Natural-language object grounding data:
╔══

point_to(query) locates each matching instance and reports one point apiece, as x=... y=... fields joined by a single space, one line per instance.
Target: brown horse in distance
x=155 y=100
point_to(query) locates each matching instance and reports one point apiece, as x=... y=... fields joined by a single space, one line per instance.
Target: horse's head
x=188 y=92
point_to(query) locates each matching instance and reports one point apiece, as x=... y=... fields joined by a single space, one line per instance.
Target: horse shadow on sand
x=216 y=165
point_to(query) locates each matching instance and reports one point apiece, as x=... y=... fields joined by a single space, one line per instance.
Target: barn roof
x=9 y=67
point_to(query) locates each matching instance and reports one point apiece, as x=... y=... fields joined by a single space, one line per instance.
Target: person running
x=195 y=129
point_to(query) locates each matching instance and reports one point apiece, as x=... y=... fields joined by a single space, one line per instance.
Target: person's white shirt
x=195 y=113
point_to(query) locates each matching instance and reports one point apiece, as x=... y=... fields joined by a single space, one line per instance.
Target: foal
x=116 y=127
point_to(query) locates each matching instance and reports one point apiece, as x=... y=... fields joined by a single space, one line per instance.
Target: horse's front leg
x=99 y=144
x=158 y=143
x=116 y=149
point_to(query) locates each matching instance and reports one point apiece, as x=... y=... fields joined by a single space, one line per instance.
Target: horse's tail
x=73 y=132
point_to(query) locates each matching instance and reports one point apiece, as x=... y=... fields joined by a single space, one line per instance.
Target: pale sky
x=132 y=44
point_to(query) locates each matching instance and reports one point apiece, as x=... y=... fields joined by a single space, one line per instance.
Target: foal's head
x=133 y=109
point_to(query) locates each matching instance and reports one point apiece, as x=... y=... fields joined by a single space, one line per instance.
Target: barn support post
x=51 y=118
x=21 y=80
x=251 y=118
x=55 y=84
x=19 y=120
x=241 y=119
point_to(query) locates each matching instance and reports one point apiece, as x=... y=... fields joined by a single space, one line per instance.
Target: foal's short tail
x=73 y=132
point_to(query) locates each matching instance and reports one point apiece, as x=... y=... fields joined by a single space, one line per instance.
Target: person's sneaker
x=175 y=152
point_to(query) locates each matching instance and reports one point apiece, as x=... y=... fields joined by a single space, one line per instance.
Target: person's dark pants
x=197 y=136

╚══

**Work request:**
Repeat all the entries word for word.

**Result of the task:**
point_to(query) locates each matching instance and reports one point apiece, as x=... y=... fields joined by a single space, one line per instance.
Target: brown horse in distance
x=155 y=100
point_to(query) locates each matching instance and reports one point apiece, as x=... y=... fields joined by a single space, one line per instance.
Target: horse's head
x=188 y=92
point_to(query) locates each matching instance and reports one point apiece, as x=... y=... fields joined by a single space, one line per instance.
Target: horse shadow on sand
x=216 y=165
point_to(query) locates each matching instance and reports one point apiece, as x=... y=... fields joined by a single space, one line per instance.
Target: barn roof
x=9 y=67
point_to(query) locates each matching instance and reports one point apiece, as x=... y=... fields joined by a single space, one line per instance.
Target: person running
x=195 y=129
point_to(query) locates each matching instance and reports one point apiece, as x=... y=... fields joined by a single space, one line per instance.
Target: person's white shirt
x=195 y=113
point_to(query) locates each matching instance and reports one point apiece, as x=... y=... fields joined by a single space, one line per instance.
Target: foal
x=116 y=127
point_to(query) locates each matching instance and reports one point apiece, as x=... y=... fields joined by a single space, one line per instance.
Target: horse's front leg
x=99 y=144
x=158 y=143
x=116 y=149
point_to(query) locates each matching instance and reports one point apiece, as x=... y=... fields joined by a single space, one line per instance.
Target: horse's tail
x=73 y=132
point_to(query) locates each matching instance and reports one point apiece, as x=... y=... fields joined by a single space, one line per instance.
Target: pale sky
x=132 y=44
point_to(query) locates each matching instance and reports one point apiece, as x=... y=... fields joined by a single space, one line per instance.
Target: foal's head
x=133 y=109
point_to(query) locates each matching instance and reports one point apiece, as x=... y=... fields joined by a single space, one line per instance.
Target: barn support post
x=51 y=118
x=21 y=80
x=251 y=118
x=55 y=84
x=19 y=120
x=241 y=119
point_to(query) locates each matching instance and reports one point apiece, as x=... y=... fields joined by a single space, one line per instance.
Target: foal's short tail
x=73 y=132
point_to(query) locates each matching instance and reports one point apiece, as x=... y=... fields joined by a single space, one line per instance.
Target: person's sneaker
x=175 y=152
point_to(query) locates each matching instance and reports one point apiece, as x=... y=... fields joined by a single space, one line per instance.
Target: person's dark pants
x=197 y=136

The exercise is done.